-- PASSAGE --
Monday, September 27, 2010

RACE MAN

By Rayfield A. Waller, for The Michigan Citizen

NEWSPAPER ARTICLE REPRINT AND UPDATE

__________________________________________________

The American Ali Baba: George W. Bush & His 40 Thieves

by Dr. Alex Shami, Author House Press, Indiana, published in 2004

______________________________________________

I.
When he talked about his book, “The American Ali Baba: George W. Bush and his 40 Thieves,” Alex Shami sat in his office at Wayne County Community College in Detroit, reclining behind his desk, beneath a huge poster of Malcolm X. Shami’s is a voice from what some say is the center of the world—the often attacked, ravaged, and war weary but never-defeated, defiant country of Lebanon.

I found Shami to be a gregarious man with a quick sense of humor, who enthusiastically expressed himself on the issues of race without hesitation. This Arab "race man" may soon come to seem an American rarity if conservative Americans have their way: A teacher, politician, and author who emigrated to the U.S. from his native Lebanon in 1975, Shami is not intimidated by the atmosphere in the U.S. of growing hostility toward Arabs. Come to think of it, Shami, at the time of this interview a full time Professor of English and Psychology at Wayne County Community College Northwest, may become rare among many Americans. As the so-called "Tea Party" grows more and more obnoxious, and as Bush’s reign continues in the form of the continuation of many of Bush's most harsh political, military, social, and economic policies under a new Democratic regime, fewer and fewer professors, journalists, workers, and writers seem willing or able to articulate historically thoughtful challenges to what is happening in America.

-- AIM OF THE EXERCISE --
Reproduce the article about Alex Shami word for word, starting with "By Rayfield A." and going on through "country of Lebanon.".

-- ROWS --
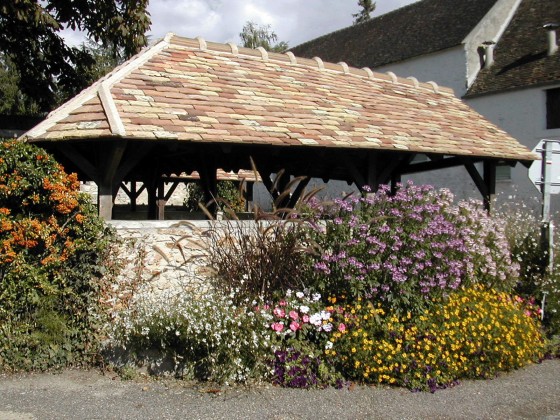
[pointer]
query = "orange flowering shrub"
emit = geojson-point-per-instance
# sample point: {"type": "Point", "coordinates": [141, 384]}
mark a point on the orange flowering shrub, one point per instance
{"type": "Point", "coordinates": [52, 248]}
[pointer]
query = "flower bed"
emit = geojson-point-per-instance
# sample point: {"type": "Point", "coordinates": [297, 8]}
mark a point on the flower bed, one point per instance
{"type": "Point", "coordinates": [407, 289]}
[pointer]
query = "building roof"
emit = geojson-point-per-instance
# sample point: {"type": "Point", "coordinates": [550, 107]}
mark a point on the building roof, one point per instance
{"type": "Point", "coordinates": [520, 55]}
{"type": "Point", "coordinates": [188, 90]}
{"type": "Point", "coordinates": [420, 28]}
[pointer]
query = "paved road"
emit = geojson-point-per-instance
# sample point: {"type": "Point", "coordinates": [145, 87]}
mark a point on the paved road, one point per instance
{"type": "Point", "coordinates": [530, 393]}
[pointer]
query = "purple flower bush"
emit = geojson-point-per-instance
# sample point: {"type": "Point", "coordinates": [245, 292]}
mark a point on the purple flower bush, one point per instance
{"type": "Point", "coordinates": [405, 249]}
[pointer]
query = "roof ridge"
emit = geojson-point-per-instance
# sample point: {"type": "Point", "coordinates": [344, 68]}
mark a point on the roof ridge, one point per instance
{"type": "Point", "coordinates": [315, 62]}
{"type": "Point", "coordinates": [103, 84]}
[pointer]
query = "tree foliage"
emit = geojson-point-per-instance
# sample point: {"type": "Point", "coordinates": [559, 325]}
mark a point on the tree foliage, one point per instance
{"type": "Point", "coordinates": [30, 36]}
{"type": "Point", "coordinates": [53, 250]}
{"type": "Point", "coordinates": [254, 36]}
{"type": "Point", "coordinates": [364, 15]}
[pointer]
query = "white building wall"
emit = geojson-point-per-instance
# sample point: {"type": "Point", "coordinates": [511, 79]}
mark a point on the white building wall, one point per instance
{"type": "Point", "coordinates": [522, 113]}
{"type": "Point", "coordinates": [446, 68]}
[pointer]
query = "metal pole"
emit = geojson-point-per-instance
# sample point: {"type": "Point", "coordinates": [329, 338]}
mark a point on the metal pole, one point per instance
{"type": "Point", "coordinates": [547, 226]}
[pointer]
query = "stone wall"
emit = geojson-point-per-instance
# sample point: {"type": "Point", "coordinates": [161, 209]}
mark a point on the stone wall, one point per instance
{"type": "Point", "coordinates": [158, 256]}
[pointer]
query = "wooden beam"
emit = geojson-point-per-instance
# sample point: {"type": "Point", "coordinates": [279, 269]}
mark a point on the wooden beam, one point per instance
{"type": "Point", "coordinates": [80, 160]}
{"type": "Point", "coordinates": [439, 164]}
{"type": "Point", "coordinates": [356, 175]}
{"type": "Point", "coordinates": [160, 201]}
{"type": "Point", "coordinates": [208, 181]}
{"type": "Point", "coordinates": [477, 178]}
{"type": "Point", "coordinates": [372, 172]}
{"type": "Point", "coordinates": [298, 192]}
{"type": "Point", "coordinates": [136, 153]}
{"type": "Point", "coordinates": [265, 177]}
{"type": "Point", "coordinates": [171, 190]}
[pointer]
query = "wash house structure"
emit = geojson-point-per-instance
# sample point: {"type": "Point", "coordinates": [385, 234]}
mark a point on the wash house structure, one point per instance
{"type": "Point", "coordinates": [185, 105]}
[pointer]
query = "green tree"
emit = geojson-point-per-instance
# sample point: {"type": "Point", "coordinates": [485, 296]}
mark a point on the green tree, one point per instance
{"type": "Point", "coordinates": [12, 100]}
{"type": "Point", "coordinates": [364, 15]}
{"type": "Point", "coordinates": [254, 36]}
{"type": "Point", "coordinates": [49, 70]}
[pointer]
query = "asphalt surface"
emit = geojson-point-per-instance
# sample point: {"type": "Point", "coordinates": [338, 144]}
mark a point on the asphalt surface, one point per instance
{"type": "Point", "coordinates": [529, 393]}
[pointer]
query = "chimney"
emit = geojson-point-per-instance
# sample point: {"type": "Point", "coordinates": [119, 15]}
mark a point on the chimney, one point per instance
{"type": "Point", "coordinates": [551, 34]}
{"type": "Point", "coordinates": [488, 53]}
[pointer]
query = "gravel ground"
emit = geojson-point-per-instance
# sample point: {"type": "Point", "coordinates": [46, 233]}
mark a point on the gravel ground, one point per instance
{"type": "Point", "coordinates": [530, 393]}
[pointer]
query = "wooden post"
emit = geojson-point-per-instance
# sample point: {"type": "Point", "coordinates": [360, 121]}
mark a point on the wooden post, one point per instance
{"type": "Point", "coordinates": [490, 183]}
{"type": "Point", "coordinates": [160, 201]}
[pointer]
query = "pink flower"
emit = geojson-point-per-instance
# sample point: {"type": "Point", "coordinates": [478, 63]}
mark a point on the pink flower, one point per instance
{"type": "Point", "coordinates": [279, 312]}
{"type": "Point", "coordinates": [294, 326]}
{"type": "Point", "coordinates": [278, 326]}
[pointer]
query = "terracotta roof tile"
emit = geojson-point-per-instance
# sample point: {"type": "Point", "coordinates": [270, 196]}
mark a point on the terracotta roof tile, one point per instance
{"type": "Point", "coordinates": [174, 90]}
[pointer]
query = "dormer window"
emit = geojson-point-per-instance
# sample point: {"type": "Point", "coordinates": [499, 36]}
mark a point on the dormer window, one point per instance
{"type": "Point", "coordinates": [553, 108]}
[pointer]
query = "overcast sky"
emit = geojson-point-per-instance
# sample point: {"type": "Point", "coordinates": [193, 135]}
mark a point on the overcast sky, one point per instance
{"type": "Point", "coordinates": [293, 21]}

-- RESULT FOR THIS EXERCISE --
By Rayfield A. Waller, for The Michigan Citizen

NEWSPAPER ARTICLE REPRINT AND UPDATE

__________________________________________________

The American Ali Baba: George W. Bush & His 40 Thieves

by Dr. Alex Shami, Author House Press, Indiana, published in 2004

______________________________________________

I.
When he talked about his book, “The American Ali Baba: George W. Bush and his 40 Thieves,” Alex Shami sat in his office at Wayne County Community College in Detroit, reclining behind his desk, beneath a huge poster of Malcolm X. Shami’s is a voice from what some say is the center of the world—the often attacked, ravaged, and war weary but never-defeated, defiant country of Lebanon.